> **Enunciado da tarefa 1**:
Localize e copie todas as linhas que contêm a palavra "closet".

> **Texto de origem**:
-.-.-
Abusos sexuais na Igreja Católica no mundo e em Portugal

Portugal junta-se na segunda-feira aos países que coligiram informação sobre abusos sexuais de menores pela Igreja Católica e a divulgam e encaminham para a justiça, após décadas de encobrimentos daquela instituição à escala global.

As denúncias de abusos sexuais de menores pela Igreja Católica tornaram-se mais frequentes no final do século XX e início do século XXI, mas a maioria dos casos continua encoberta e raramente desencadeia ações judiciais com consequências para os perpetradores.

As queixas sobre tais casos foram quase sempre recebidas pela hierarquia da Igreja Católica com ceticismo e desvalorização dos testemunhos, tendo mesmo, em alguns países, bispos e cardeais a quem foram comunicados casos - muitos dos quais em contexto escolar - argumentado que, não sendo o abuso sexual de menores um crime público, não eram obrigados a denunciá-los às autoridades civis, pelo que acabavam por ser, em vez disso, ignorados pelas autoridades canónicas.

A nível mundial, não existem números fidedignos, apesar de relatórios ao longo dos anos elaborados sobre o flagelo, que estarão muito longe dos reais, precisamente graças a essa tendência perpetuada de geração em geração pela Igreja de proteger os seus, apenas quebrada pelo Papa Francisco, que já declarou que "um caso de abuso sexual de menores na Igreja Católica já é um caso a mais" e tem prestado atenção às denúncias e afastado os respetivos autores, independentemente de quão alto seja o lugar que ocupam na hierarquia eclesiástica.

Antes do argentino Jorge Bergoglio ocupar a chefia da Igreja Católica, em 2013, houve alguns escândalos com ecos à escala mundial, o primeiro dos quais talvez o resultante da investigação, em 2001, do diário Boston Globe, que valeu à equipa Spotlight, que a realizou, um prémio Pulitzer, pela denúncia de que a hierarquia católica encobrira crimes sexuais cometidos por cerca de 90 padres só naquela cidade norte-americana.
-.-.-
> **Linhas da tarefa**:

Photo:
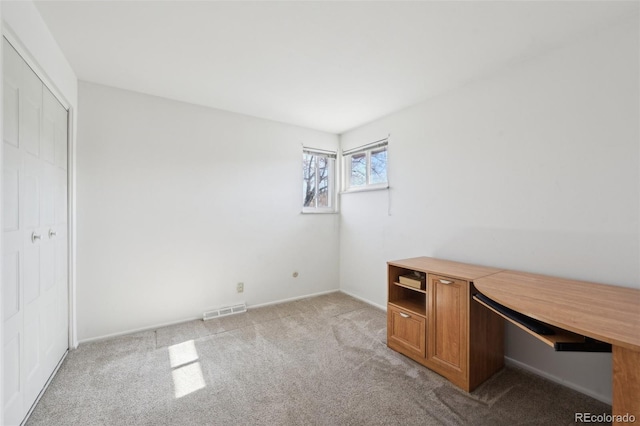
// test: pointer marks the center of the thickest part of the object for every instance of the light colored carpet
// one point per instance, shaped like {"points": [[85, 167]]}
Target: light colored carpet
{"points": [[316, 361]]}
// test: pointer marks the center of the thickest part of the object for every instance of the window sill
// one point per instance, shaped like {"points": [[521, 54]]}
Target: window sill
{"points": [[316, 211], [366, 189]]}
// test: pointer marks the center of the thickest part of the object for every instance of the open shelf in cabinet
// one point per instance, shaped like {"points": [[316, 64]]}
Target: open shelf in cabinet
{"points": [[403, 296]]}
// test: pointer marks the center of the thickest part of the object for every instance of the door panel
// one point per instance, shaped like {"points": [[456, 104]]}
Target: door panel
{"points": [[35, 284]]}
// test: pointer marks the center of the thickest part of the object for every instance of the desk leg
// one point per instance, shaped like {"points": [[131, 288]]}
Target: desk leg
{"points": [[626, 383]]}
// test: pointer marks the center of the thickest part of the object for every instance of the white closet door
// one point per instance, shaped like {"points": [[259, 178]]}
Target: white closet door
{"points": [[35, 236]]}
-.-.-
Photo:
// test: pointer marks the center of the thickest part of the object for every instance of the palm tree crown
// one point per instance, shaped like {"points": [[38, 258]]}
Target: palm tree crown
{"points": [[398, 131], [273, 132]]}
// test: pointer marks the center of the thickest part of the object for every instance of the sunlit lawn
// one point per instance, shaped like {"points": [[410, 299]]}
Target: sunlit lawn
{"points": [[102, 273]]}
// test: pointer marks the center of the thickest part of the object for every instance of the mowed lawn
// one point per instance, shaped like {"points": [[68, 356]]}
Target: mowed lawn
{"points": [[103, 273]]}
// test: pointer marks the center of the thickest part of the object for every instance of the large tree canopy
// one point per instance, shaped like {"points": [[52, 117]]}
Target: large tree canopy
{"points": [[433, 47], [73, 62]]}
-.-.-
> **Enunciado da tarefa 2**:
Responda com base no texto sobre abusos sexuais na Igreja Católica:
(a) Em que dia da semana Portugal se junta aos países que divulgam essa informação?
(b) Que prémio recebeu a equipa Spotlight do Boston Globe pela sua investigação?
(c) Em que ano Jorge Bergoglio passou a ocupar a chefia da Igreja Católica?

> **Resultado da tarefa 1**:
// test: pointer marks the center of the thickest part of the object for every instance of the white closet door
Target: white closet door

> **Resultado da tarefa 2**:
(a) Portugal junta-se a esses países na segunda-feira.
(b) A equipa Spotlight recebeu um prémio Pulitzer.
(c) Jorge Bergoglio passou a ocupar a chefia da Igreja Católica em 2013.